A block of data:
┄┄┄┄┄┄┄┄┄┄

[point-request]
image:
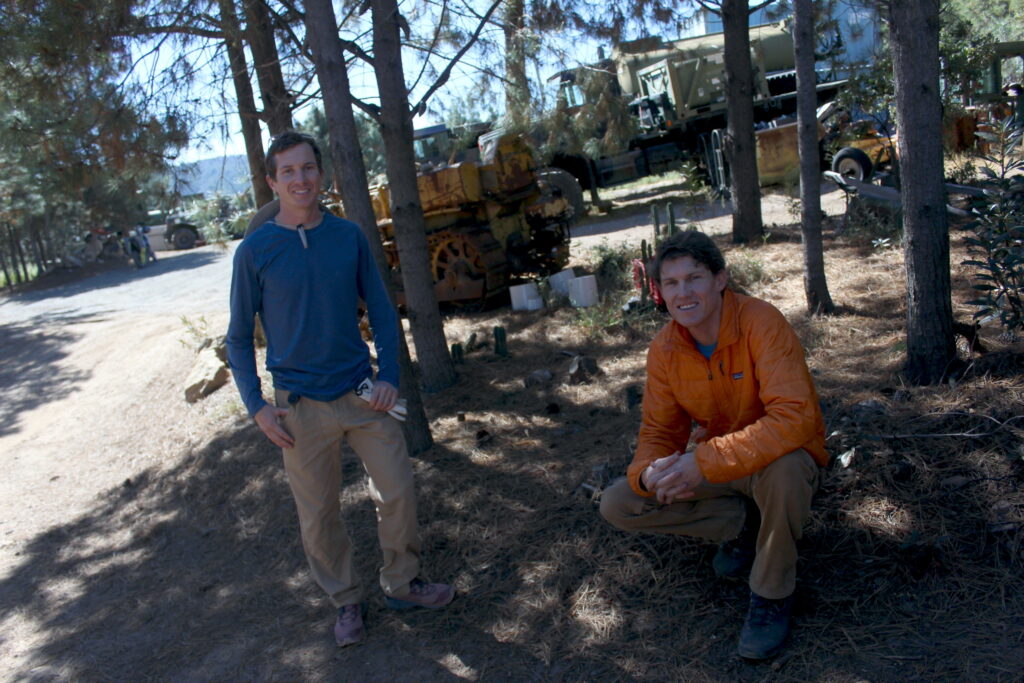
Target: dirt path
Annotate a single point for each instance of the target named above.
(92, 374)
(93, 415)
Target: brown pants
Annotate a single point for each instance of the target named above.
(313, 469)
(782, 492)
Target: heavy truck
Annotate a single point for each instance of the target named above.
(675, 91)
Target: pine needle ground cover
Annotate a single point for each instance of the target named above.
(909, 566)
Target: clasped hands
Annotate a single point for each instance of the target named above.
(673, 477)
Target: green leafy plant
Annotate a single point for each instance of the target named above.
(997, 239)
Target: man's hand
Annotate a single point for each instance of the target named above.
(268, 419)
(383, 396)
(673, 477)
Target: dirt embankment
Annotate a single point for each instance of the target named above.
(146, 538)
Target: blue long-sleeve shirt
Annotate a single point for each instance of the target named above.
(307, 300)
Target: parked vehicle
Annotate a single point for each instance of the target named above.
(676, 93)
(492, 216)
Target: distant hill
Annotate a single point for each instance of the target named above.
(227, 175)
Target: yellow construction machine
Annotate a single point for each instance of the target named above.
(486, 220)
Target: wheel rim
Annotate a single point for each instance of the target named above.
(455, 260)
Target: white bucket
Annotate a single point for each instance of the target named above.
(560, 282)
(583, 291)
(521, 294)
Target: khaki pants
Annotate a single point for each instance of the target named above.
(313, 469)
(782, 492)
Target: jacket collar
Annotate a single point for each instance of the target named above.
(728, 329)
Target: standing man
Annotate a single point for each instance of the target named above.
(732, 367)
(304, 272)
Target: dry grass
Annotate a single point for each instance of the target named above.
(909, 567)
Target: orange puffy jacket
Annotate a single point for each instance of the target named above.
(755, 396)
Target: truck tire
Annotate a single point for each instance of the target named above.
(183, 238)
(852, 163)
(566, 185)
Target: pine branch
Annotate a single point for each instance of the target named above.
(444, 75)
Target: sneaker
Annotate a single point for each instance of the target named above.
(348, 627)
(734, 558)
(766, 627)
(422, 594)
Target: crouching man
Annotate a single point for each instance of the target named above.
(730, 369)
(304, 272)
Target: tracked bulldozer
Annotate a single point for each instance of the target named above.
(487, 220)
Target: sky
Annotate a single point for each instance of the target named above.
(220, 135)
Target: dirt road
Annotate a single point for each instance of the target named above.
(91, 373)
(110, 532)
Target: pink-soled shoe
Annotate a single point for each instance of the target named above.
(422, 594)
(348, 628)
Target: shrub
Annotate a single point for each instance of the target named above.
(997, 238)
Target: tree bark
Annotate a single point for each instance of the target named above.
(346, 156)
(930, 345)
(517, 84)
(396, 128)
(740, 146)
(7, 278)
(15, 242)
(247, 102)
(259, 33)
(815, 285)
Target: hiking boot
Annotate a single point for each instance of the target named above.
(766, 627)
(348, 627)
(422, 594)
(734, 558)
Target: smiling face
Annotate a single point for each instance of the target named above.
(693, 295)
(297, 182)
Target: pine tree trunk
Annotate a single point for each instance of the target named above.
(259, 33)
(930, 344)
(247, 102)
(35, 227)
(7, 278)
(16, 241)
(815, 285)
(346, 156)
(517, 84)
(396, 128)
(739, 143)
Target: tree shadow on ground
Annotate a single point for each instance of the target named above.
(30, 368)
(113, 275)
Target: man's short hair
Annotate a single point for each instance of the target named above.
(690, 243)
(287, 140)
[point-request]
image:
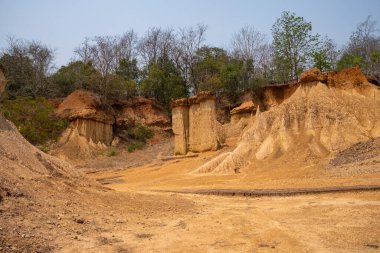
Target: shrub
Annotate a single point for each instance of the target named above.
(135, 145)
(140, 133)
(33, 118)
(111, 151)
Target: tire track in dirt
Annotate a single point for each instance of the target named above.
(280, 192)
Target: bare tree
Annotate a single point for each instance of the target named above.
(251, 45)
(190, 40)
(157, 44)
(106, 52)
(29, 64)
(365, 43)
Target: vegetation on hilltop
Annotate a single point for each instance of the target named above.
(167, 64)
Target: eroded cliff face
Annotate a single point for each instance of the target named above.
(90, 129)
(194, 124)
(140, 111)
(327, 113)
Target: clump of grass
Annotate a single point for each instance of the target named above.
(135, 146)
(111, 151)
(140, 133)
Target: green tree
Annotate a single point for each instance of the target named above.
(325, 56)
(76, 75)
(208, 67)
(163, 82)
(363, 48)
(27, 65)
(19, 73)
(293, 45)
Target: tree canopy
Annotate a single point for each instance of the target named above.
(168, 63)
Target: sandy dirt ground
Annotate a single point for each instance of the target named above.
(333, 222)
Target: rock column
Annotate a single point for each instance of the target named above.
(180, 121)
(194, 124)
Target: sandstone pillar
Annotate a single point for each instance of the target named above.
(206, 130)
(180, 121)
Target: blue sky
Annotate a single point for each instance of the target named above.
(63, 24)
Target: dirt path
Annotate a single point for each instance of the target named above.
(283, 192)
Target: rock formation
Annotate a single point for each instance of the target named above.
(140, 111)
(90, 128)
(194, 124)
(245, 110)
(180, 125)
(318, 119)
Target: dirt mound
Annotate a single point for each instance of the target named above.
(316, 121)
(85, 105)
(29, 181)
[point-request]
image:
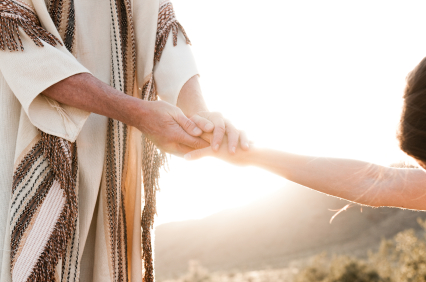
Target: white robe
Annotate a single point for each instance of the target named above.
(23, 109)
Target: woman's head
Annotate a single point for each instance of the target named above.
(412, 131)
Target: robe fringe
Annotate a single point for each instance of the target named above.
(14, 15)
(52, 162)
(61, 156)
(167, 22)
(153, 160)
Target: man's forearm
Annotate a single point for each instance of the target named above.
(88, 93)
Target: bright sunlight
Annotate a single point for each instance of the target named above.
(318, 78)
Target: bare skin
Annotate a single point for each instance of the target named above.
(166, 125)
(193, 105)
(353, 180)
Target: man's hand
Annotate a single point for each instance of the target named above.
(192, 103)
(216, 123)
(240, 157)
(169, 129)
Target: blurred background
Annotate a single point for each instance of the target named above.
(322, 78)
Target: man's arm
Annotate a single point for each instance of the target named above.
(163, 123)
(192, 103)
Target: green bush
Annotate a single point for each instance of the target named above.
(400, 259)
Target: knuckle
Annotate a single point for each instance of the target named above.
(220, 129)
(188, 123)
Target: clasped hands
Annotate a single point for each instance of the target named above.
(171, 131)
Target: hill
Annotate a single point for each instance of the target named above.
(292, 223)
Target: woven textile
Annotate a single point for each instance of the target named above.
(44, 205)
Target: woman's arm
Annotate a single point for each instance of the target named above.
(357, 181)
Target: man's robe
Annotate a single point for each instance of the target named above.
(24, 110)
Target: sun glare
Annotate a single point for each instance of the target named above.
(311, 77)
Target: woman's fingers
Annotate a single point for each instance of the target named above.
(244, 141)
(203, 123)
(198, 154)
(233, 136)
(188, 125)
(219, 131)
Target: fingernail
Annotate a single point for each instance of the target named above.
(209, 126)
(197, 130)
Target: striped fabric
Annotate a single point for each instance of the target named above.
(44, 220)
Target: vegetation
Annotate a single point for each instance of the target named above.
(400, 259)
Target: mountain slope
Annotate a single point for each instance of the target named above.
(291, 223)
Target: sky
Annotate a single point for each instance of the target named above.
(322, 78)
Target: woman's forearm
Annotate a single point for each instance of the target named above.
(353, 180)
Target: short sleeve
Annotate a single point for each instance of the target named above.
(176, 64)
(176, 67)
(29, 72)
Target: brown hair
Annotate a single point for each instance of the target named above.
(412, 130)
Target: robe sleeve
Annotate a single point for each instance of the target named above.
(175, 68)
(30, 71)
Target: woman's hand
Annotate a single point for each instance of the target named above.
(169, 129)
(221, 128)
(239, 157)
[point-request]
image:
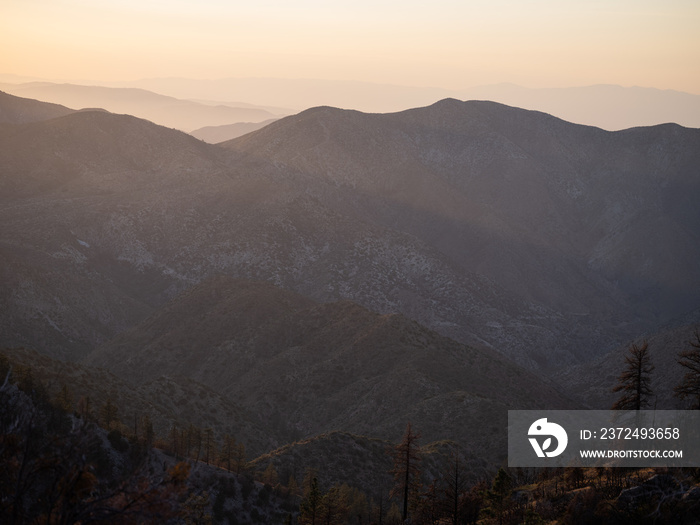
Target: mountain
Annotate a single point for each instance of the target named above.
(167, 111)
(610, 107)
(167, 401)
(595, 231)
(18, 110)
(306, 367)
(359, 461)
(549, 242)
(605, 106)
(216, 134)
(593, 381)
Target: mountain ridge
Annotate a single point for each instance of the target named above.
(493, 225)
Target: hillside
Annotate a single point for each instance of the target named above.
(306, 368)
(18, 110)
(596, 231)
(594, 381)
(167, 401)
(216, 134)
(184, 115)
(549, 242)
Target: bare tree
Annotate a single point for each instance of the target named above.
(406, 469)
(690, 385)
(635, 380)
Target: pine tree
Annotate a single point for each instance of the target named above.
(64, 399)
(109, 414)
(456, 486)
(635, 380)
(240, 458)
(406, 469)
(311, 504)
(690, 385)
(498, 496)
(228, 451)
(270, 476)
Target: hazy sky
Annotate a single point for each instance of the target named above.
(445, 43)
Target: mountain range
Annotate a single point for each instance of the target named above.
(185, 115)
(337, 270)
(609, 107)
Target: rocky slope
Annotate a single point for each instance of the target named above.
(546, 241)
(306, 368)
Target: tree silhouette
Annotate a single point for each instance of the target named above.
(498, 497)
(635, 380)
(690, 384)
(406, 469)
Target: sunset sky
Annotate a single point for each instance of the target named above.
(444, 43)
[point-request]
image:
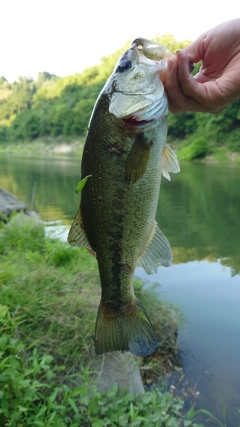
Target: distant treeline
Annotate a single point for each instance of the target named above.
(52, 106)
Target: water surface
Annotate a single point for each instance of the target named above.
(199, 211)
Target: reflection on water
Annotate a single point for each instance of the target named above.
(199, 213)
(209, 297)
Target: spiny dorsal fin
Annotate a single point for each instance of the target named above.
(137, 159)
(157, 251)
(76, 235)
(169, 162)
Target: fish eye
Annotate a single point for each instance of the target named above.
(124, 65)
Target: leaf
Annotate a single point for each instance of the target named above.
(3, 310)
(81, 184)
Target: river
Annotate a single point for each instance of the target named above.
(199, 211)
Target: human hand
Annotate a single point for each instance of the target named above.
(218, 82)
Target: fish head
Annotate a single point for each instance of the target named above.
(135, 90)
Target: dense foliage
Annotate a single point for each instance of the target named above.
(52, 106)
(47, 316)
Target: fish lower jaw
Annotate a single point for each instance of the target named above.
(132, 122)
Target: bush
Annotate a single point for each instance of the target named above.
(196, 150)
(32, 394)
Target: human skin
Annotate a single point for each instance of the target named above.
(218, 82)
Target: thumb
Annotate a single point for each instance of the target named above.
(195, 51)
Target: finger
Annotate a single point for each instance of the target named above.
(199, 88)
(178, 101)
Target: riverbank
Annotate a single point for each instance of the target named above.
(49, 294)
(73, 147)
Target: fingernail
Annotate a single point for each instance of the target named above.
(169, 65)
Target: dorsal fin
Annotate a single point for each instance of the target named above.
(169, 162)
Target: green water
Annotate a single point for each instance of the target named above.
(199, 211)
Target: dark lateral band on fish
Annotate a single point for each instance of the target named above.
(125, 154)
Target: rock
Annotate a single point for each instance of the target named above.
(120, 368)
(9, 203)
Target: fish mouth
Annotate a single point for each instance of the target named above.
(133, 122)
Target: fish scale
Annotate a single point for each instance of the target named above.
(124, 156)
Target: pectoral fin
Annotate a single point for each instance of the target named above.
(137, 159)
(157, 251)
(169, 162)
(77, 236)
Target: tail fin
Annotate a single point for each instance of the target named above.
(129, 331)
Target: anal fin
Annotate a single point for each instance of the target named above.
(157, 251)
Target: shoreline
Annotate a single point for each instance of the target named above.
(73, 147)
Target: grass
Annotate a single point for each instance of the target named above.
(49, 295)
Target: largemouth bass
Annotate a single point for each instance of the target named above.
(124, 156)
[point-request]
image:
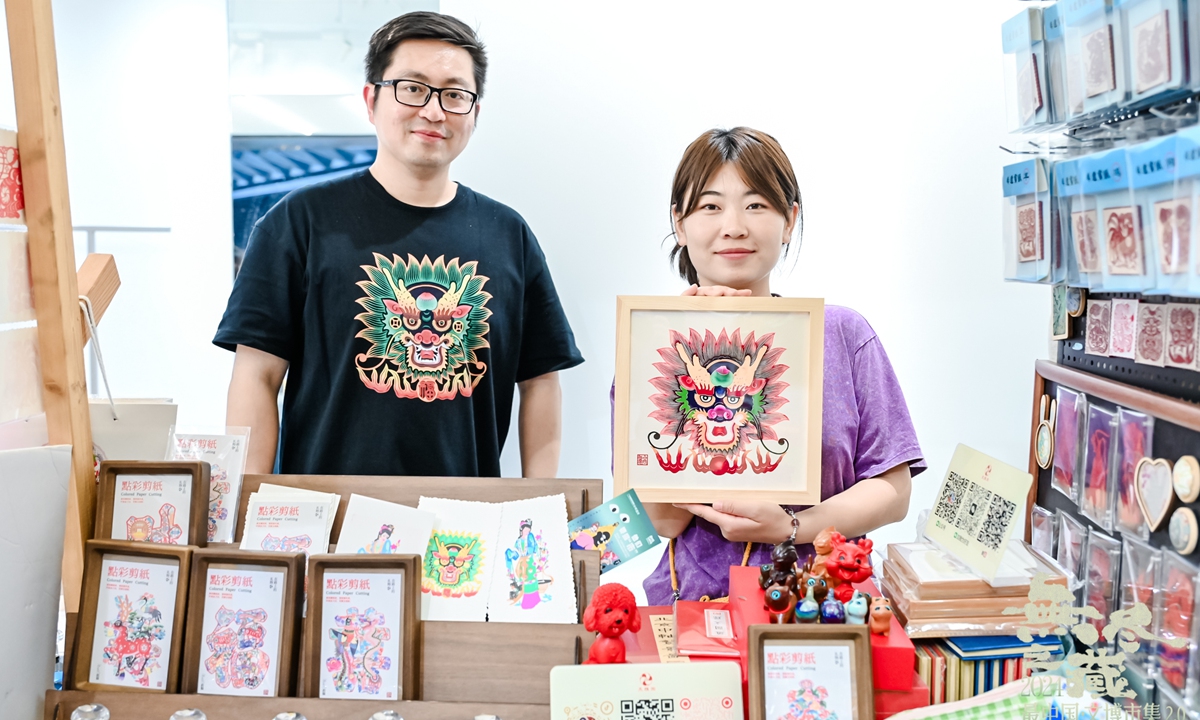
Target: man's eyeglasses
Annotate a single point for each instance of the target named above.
(417, 95)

┄┄┄┄┄┄┄┄┄┄

Requirement → Your task is to retype the lines running from the one that contains "Target: tail fin" through the end of the records, and nothing else. Pictures are not part of the copy.

Answer to the problem →
Target: tail fin
Annotate a single point for each instance of the target named above.
(129, 331)
Target: anal fin
Annotate a single point for each instance of the target named above.
(157, 251)
Target: shoreline
Annotate a single point for each instance of the target named above.
(73, 147)
Target: grass
Annotate a single point for each instance of the target named above.
(49, 295)
Target: largemouth bass
Annotate a single point for each instance of the target named above.
(124, 156)
[point-request]
image:
Target: man's eyeglasses
Annotate a single point for each instance of the target named above.
(417, 95)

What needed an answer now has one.